## Task directions
Arrange the records from the line containing "Kindly mark the innermost point of each instance of the lips" through the end of the records, both ends included, as a two-column CSV headed text and answer, with one row for each record and each field quoted, line breaks replaced by spaces. Leave the pictures out.

## Materials provided
--- --- ---

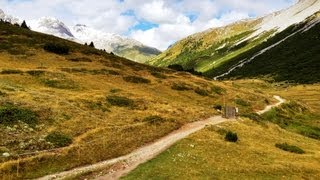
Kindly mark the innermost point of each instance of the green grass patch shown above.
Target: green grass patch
(218, 90)
(181, 87)
(241, 102)
(36, 73)
(58, 139)
(57, 48)
(136, 79)
(290, 148)
(120, 101)
(154, 120)
(158, 75)
(294, 117)
(11, 114)
(60, 83)
(11, 71)
(201, 92)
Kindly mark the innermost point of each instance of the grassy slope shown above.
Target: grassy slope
(202, 50)
(138, 54)
(206, 155)
(295, 60)
(69, 92)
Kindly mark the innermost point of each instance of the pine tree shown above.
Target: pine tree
(24, 25)
(91, 44)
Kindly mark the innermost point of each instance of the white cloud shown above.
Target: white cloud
(170, 15)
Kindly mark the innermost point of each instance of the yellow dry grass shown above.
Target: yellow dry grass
(206, 155)
(79, 109)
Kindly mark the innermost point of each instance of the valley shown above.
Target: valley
(119, 109)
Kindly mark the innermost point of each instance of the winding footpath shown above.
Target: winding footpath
(124, 164)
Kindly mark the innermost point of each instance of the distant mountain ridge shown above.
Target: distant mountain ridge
(120, 45)
(216, 52)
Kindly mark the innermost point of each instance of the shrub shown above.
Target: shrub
(201, 92)
(176, 67)
(10, 114)
(35, 72)
(2, 94)
(56, 48)
(218, 107)
(218, 90)
(231, 137)
(58, 139)
(242, 102)
(60, 84)
(180, 87)
(136, 79)
(120, 101)
(290, 148)
(91, 45)
(11, 71)
(154, 119)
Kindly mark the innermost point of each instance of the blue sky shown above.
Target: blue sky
(156, 23)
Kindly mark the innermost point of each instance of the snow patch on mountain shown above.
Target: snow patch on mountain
(109, 42)
(8, 18)
(52, 26)
(283, 19)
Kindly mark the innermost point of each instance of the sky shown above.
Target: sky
(156, 23)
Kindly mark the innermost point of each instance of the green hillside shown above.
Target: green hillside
(65, 105)
(296, 60)
(218, 51)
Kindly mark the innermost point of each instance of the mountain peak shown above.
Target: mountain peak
(53, 26)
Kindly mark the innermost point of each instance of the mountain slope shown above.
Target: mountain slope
(78, 105)
(122, 46)
(213, 52)
(292, 55)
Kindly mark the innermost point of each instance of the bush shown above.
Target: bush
(176, 67)
(218, 90)
(290, 148)
(217, 107)
(35, 72)
(136, 79)
(60, 84)
(180, 87)
(120, 101)
(253, 116)
(10, 114)
(11, 71)
(56, 48)
(154, 119)
(58, 139)
(201, 92)
(231, 137)
(2, 94)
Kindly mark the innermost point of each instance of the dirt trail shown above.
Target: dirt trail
(124, 164)
(268, 108)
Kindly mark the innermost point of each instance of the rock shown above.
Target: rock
(6, 154)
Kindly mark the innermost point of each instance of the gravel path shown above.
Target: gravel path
(124, 164)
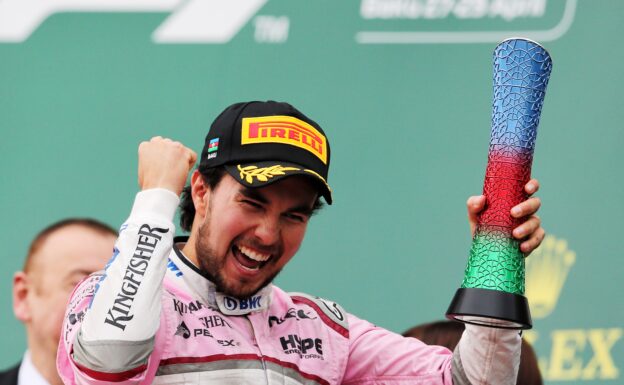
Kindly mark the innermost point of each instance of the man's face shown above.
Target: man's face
(66, 256)
(248, 235)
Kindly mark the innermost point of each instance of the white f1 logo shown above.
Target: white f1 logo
(192, 21)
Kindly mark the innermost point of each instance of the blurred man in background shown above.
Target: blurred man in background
(58, 258)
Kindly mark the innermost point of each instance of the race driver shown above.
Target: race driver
(203, 309)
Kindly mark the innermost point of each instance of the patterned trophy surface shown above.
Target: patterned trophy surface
(521, 72)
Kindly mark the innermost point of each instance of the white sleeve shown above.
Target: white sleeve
(124, 315)
(487, 356)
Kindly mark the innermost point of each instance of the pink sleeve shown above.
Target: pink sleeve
(378, 356)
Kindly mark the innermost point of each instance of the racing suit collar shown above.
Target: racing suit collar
(200, 285)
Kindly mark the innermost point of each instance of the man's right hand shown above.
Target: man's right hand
(164, 163)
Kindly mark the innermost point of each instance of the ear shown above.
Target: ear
(200, 193)
(21, 289)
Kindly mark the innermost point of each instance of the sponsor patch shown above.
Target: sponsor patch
(292, 313)
(213, 145)
(284, 130)
(303, 347)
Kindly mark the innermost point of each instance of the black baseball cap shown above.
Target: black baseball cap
(260, 143)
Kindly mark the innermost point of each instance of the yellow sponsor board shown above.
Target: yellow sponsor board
(574, 355)
(284, 130)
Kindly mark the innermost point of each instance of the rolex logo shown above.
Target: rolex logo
(546, 271)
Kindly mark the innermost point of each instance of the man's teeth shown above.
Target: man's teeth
(253, 254)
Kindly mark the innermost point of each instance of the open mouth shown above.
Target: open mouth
(248, 258)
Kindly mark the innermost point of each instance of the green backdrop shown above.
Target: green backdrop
(403, 89)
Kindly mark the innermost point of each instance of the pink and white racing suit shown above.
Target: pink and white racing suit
(152, 318)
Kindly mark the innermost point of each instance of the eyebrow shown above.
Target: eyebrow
(255, 195)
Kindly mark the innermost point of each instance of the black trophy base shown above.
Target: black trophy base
(491, 308)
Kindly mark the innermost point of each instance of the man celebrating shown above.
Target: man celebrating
(58, 258)
(205, 309)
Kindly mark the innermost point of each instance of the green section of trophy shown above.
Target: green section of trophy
(495, 263)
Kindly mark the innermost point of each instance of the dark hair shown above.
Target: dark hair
(212, 177)
(41, 237)
(448, 333)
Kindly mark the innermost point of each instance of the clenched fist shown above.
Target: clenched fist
(164, 163)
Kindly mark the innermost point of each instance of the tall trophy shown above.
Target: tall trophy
(492, 292)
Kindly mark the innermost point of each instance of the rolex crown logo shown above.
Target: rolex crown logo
(546, 271)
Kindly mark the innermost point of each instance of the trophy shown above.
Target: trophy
(492, 292)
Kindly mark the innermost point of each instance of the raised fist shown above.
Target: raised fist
(164, 163)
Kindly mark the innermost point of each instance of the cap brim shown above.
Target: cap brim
(264, 173)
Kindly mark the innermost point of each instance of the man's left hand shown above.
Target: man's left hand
(530, 231)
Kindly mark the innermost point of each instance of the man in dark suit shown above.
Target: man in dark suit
(58, 258)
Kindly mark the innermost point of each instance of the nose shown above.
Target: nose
(268, 230)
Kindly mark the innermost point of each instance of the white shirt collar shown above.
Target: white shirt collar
(28, 374)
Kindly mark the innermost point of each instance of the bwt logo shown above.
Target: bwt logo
(243, 304)
(191, 21)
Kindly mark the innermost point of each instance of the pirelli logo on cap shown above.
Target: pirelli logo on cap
(285, 130)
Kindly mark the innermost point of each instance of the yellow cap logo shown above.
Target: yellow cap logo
(546, 271)
(285, 130)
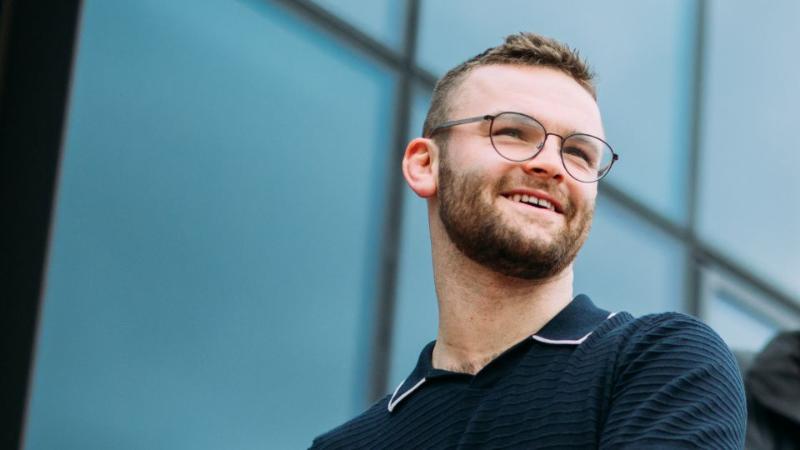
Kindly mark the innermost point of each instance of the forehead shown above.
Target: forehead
(549, 95)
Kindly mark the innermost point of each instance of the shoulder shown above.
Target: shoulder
(675, 381)
(675, 335)
(358, 432)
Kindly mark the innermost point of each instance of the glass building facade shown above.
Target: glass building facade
(236, 263)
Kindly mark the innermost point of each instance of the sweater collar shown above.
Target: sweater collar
(571, 326)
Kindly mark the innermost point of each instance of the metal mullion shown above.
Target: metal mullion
(348, 33)
(386, 293)
(694, 260)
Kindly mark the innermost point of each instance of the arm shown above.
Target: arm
(676, 385)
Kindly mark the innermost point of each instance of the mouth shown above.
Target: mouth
(535, 199)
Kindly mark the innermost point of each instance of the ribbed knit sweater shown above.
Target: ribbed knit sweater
(587, 379)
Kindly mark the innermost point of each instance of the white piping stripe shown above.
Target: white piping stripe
(567, 341)
(561, 341)
(393, 402)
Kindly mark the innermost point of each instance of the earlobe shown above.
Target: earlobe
(418, 166)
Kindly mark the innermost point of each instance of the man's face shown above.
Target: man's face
(481, 195)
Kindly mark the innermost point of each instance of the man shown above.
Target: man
(512, 151)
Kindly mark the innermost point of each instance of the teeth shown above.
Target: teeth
(530, 199)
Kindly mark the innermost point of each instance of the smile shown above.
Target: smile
(534, 200)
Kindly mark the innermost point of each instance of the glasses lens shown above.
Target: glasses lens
(516, 137)
(586, 157)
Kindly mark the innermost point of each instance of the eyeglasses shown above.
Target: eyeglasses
(518, 137)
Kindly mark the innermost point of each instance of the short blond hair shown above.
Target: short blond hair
(527, 49)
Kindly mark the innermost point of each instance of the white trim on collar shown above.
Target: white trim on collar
(393, 402)
(578, 341)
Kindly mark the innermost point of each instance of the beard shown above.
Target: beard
(477, 228)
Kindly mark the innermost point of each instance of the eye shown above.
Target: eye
(509, 131)
(580, 155)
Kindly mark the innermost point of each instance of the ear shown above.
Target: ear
(418, 166)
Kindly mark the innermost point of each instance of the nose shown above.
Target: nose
(547, 163)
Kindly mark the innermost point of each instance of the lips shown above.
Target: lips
(534, 198)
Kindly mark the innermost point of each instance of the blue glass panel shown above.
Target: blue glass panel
(627, 265)
(382, 19)
(211, 261)
(741, 328)
(416, 312)
(643, 52)
(749, 205)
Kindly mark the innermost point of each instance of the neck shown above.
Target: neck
(483, 313)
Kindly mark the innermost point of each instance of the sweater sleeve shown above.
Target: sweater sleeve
(676, 385)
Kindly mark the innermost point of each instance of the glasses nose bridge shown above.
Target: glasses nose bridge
(544, 141)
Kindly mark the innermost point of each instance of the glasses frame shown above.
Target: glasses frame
(492, 117)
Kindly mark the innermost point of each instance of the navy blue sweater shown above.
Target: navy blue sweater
(587, 379)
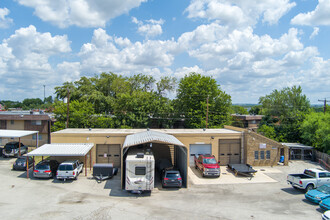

--- --- ---

## Finished answer
text,answer
"Kindly mark the innermost point of each instance of the lips shown above. Target: lips","(534, 198)"
"Kindly mark the innermost point of each instance of the blue glass panel shown above. Target: blue glass panel","(627, 265) (382, 19) (211, 261) (741, 328) (416, 312) (643, 52) (749, 205)"
"Kindly mark the innermost point of each instance of the neck shown above. Target: neck","(483, 313)"
"Kindly mark the innermost point of each instance of the sweater sleeve shown above. Target: sweater sleeve","(676, 385)"
"Kindly mark the innermost point of each instance of the glasses nose bridge shown above. Target: glasses nose bridge","(544, 141)"
"Kindly mark the innermost point of each instance of the glasses frame shown above. Target: glasses frame","(492, 117)"
"Kindly mark the innermost point of each instance of the navy blue sweater shown above. Target: navy blue sweater","(587, 379)"